## Problem details
Give only the number of lines in these records that contain the word "below".

─── Extracted material

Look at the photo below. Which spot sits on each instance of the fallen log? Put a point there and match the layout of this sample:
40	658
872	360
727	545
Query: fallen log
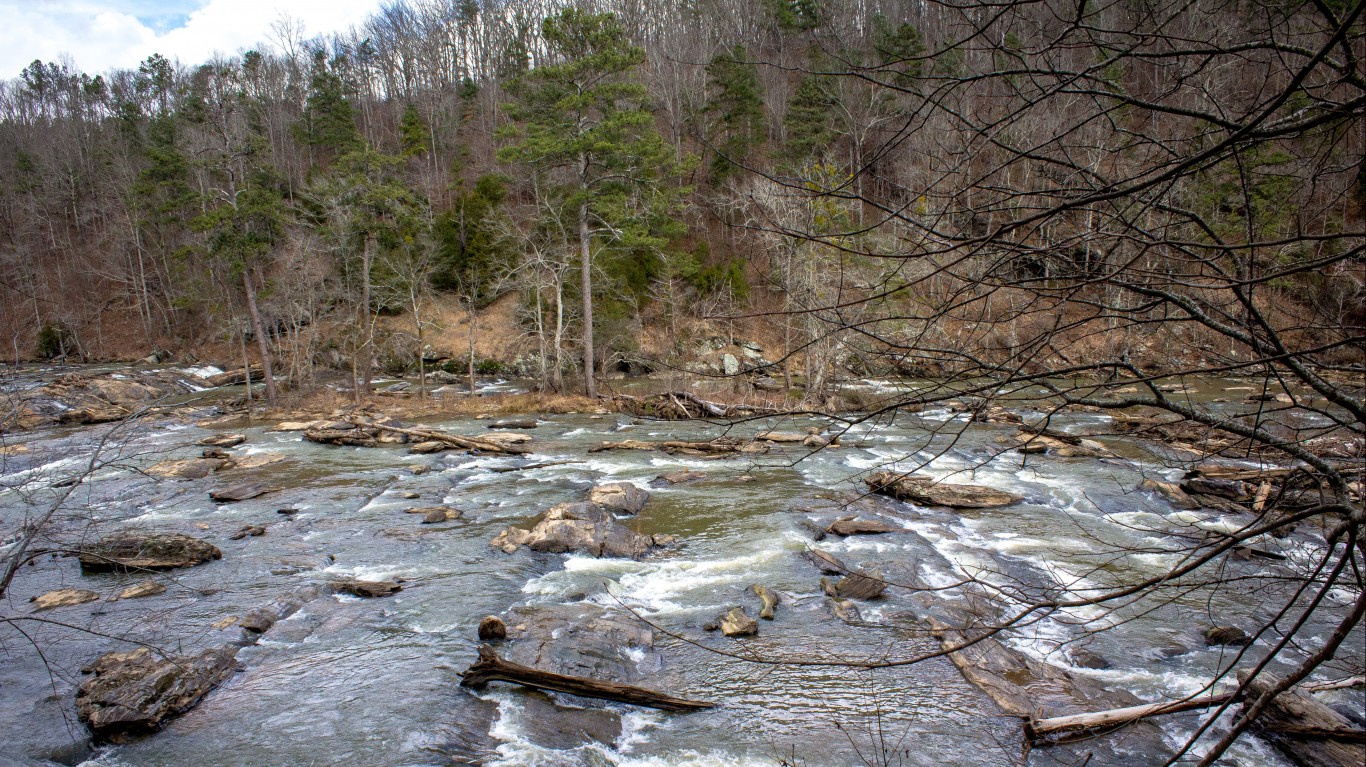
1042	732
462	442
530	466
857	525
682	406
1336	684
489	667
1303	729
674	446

──────
─── Extracted material

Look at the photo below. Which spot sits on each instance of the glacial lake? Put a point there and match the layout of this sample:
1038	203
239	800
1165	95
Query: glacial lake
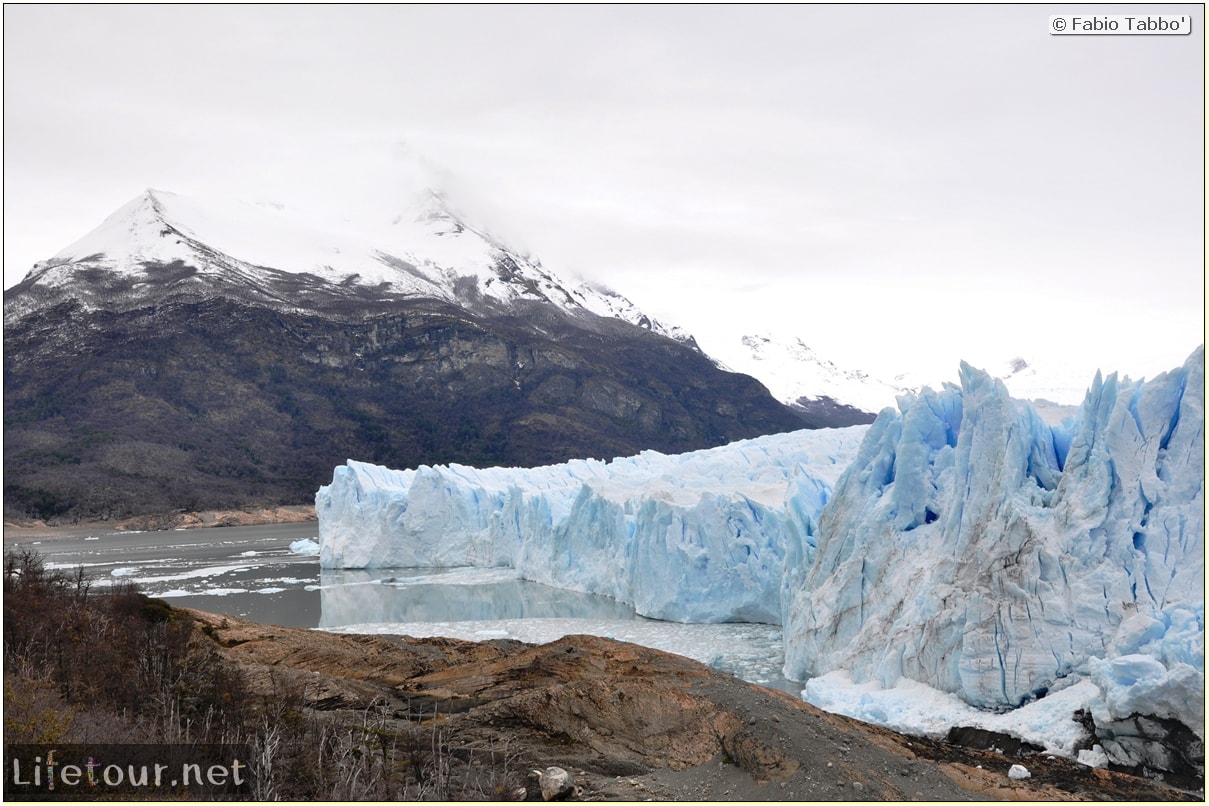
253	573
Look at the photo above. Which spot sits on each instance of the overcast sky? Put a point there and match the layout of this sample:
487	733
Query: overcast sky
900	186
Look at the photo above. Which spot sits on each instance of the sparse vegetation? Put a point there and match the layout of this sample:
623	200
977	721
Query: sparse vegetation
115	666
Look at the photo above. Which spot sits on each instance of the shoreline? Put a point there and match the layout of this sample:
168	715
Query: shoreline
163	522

──────
─── Extracted material

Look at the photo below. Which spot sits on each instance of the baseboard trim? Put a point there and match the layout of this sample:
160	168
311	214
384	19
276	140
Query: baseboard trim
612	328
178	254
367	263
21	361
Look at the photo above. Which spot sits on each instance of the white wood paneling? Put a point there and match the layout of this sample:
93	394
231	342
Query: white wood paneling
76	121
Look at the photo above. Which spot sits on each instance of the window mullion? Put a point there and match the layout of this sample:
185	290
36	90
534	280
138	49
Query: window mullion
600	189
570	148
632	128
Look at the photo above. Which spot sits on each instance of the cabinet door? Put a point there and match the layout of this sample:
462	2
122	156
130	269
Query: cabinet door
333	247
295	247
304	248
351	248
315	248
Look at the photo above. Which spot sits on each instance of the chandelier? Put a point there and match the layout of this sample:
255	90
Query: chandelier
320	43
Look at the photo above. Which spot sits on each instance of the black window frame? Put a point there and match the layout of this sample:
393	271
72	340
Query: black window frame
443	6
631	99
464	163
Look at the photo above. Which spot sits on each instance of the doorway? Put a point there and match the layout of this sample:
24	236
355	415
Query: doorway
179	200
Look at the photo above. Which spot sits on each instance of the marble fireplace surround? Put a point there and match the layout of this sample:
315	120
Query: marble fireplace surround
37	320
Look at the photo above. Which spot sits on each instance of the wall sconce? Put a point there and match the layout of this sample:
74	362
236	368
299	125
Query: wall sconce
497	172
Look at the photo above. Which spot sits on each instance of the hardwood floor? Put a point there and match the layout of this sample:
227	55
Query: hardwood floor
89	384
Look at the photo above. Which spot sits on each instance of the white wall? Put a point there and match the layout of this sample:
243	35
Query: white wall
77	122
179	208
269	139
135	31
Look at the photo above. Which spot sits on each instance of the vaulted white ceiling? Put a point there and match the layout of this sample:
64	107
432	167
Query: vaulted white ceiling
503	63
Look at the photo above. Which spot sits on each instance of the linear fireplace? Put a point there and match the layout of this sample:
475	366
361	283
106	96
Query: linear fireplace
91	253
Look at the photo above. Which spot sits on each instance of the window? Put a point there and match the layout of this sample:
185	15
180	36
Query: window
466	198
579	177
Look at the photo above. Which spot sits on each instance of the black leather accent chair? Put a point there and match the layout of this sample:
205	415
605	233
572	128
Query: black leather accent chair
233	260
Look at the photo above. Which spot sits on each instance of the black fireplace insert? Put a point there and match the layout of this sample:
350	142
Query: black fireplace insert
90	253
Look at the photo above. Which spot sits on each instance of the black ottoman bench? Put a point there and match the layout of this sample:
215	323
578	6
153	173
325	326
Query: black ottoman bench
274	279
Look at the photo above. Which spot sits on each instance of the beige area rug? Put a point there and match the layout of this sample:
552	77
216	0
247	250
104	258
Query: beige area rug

──────

## Exercise result
3